# Records for the exercise:
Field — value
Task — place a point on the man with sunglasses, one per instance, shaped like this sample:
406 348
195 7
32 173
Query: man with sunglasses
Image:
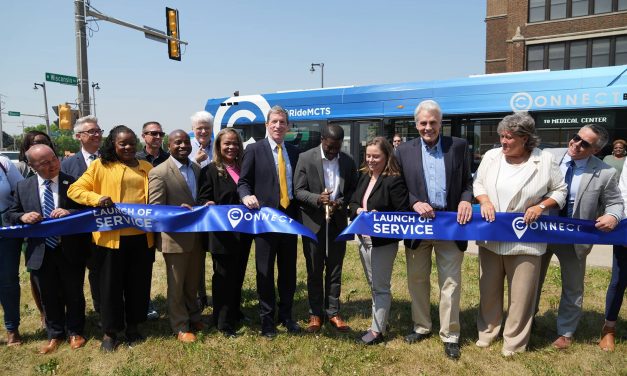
88 133
592 190
153 152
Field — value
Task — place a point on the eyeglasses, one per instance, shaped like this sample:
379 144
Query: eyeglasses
154 134
584 144
93 132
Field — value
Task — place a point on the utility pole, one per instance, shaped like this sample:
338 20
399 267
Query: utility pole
81 58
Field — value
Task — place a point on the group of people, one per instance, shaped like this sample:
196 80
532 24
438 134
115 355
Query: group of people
322 188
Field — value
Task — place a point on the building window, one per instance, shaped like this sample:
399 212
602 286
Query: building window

# Requirement:
Reproduce each record from above exactly; pictures do not belong in the copy.

# Answer:
Field — value
Task — place a point on the man with sunglasses, one per instance, shaped like this sample:
406 348
195 7
32 173
Query: man with sunglasses
Image:
88 133
592 190
153 152
Field — value
Task — place a point on the eyeglasses, one per instance, shaped like this sample:
379 144
Query: eyeglasses
154 134
584 144
93 132
Field — value
Task — place a point on the utility pole, one per instance, shaped like this sample:
338 20
399 267
Query: utility pole
81 58
Field — value
Task — place a point on the group of people, one per instance, shaped like this sample:
196 80
532 24
438 134
115 355
Query: group of people
322 188
Field — value
Task — place a point on the building window, one per instance, shaped like this sample:
399 212
602 286
Query: building window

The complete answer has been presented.